### Collection entries
===

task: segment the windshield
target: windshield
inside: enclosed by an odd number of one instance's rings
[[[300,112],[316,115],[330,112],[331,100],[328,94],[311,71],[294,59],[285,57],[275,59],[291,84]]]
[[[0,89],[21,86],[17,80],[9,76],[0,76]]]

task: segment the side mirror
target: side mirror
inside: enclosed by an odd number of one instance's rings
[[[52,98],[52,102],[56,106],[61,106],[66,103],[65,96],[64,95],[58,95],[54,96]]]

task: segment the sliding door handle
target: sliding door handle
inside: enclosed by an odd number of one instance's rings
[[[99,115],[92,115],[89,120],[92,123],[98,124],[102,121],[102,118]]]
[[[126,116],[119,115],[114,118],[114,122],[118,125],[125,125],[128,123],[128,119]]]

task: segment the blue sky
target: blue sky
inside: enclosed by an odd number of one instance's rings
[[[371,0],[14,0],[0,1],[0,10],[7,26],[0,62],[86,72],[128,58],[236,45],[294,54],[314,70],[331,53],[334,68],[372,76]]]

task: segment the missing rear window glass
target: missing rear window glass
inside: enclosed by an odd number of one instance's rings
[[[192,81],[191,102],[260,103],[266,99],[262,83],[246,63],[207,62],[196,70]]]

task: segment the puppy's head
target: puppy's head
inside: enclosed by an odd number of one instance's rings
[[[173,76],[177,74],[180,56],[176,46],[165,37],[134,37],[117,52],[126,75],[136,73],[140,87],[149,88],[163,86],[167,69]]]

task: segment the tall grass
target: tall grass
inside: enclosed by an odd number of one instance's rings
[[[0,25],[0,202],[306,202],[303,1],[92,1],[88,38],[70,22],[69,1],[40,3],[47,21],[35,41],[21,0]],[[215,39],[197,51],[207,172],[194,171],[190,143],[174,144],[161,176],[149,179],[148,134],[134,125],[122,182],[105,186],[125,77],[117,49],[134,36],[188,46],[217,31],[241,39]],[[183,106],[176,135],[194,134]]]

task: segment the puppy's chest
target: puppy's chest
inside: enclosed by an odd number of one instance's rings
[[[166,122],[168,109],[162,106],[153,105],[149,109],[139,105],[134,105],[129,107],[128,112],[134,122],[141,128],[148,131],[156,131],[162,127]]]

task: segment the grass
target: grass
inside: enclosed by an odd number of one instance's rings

===

### Task
Update the items above, changing every "enclosed by" to "surrounded by" and leaving everything else as it is.

### Response to this task
task: segment the windshield
target: windshield
inside: surrounded by an odd number of one instance's rings
[[[300,112],[316,115],[330,112],[331,100],[328,94],[311,71],[294,59],[285,57],[275,59],[291,84]]]
[[[0,89],[21,86],[17,80],[9,76],[0,76]]]

task: segment the side mirror
target: side mirror
inside: surrounded by an odd number of one instance's rings
[[[52,98],[52,102],[56,106],[61,106],[66,103],[65,96],[64,95],[58,95],[54,96]]]

task: segment the sliding door handle
target: sliding door handle
inside: surrounded by an odd number of one instance's rings
[[[99,115],[92,115],[89,120],[92,123],[98,124],[102,121],[102,118]]]
[[[126,116],[119,115],[114,118],[114,122],[118,125],[125,125],[128,123],[128,119]]]

task: segment the blue sky
target: blue sky
inside: surrounded by an odd number of one instance's rings
[[[371,0],[14,0],[0,1],[0,10],[7,26],[0,62],[86,72],[128,58],[236,45],[294,54],[314,70],[331,53],[334,68],[372,76]]]

task: segment the missing rear window glass
target: missing rear window glass
inside: surrounded by an odd number of one instance's rings
[[[192,81],[191,102],[260,103],[266,99],[262,83],[246,63],[207,62],[196,70]]]

task: segment the puppy's head
target: puppy's head
inside: surrounded by an odd number of one instance's rings
[[[173,76],[177,74],[180,56],[176,46],[165,37],[134,37],[117,52],[126,75],[136,73],[140,87],[149,88],[163,86],[167,69]]]

task: segment the tall grass
target: tall grass
inside: surrounded by an odd number of one instance's rings
[[[0,25],[0,202],[306,202],[303,1],[92,1],[88,38],[70,22],[69,1],[40,3],[47,21],[35,41],[21,0]],[[215,39],[197,51],[207,172],[194,171],[190,143],[174,144],[161,176],[149,179],[148,134],[134,125],[122,182],[105,186],[125,77],[117,49],[134,36],[188,46],[217,31],[241,39]],[[183,106],[176,135],[194,134]]]

task: segment the puppy's chest
target: puppy's chest
inside: surrounded by an odd number of one instance's rings
[[[166,122],[168,109],[162,106],[153,105],[149,109],[139,105],[134,105],[129,107],[128,112],[134,122],[141,128],[148,131],[156,131],[162,127]]]

task: segment the grass
target: grass
inside: surrounded by an odd number of one instance's rings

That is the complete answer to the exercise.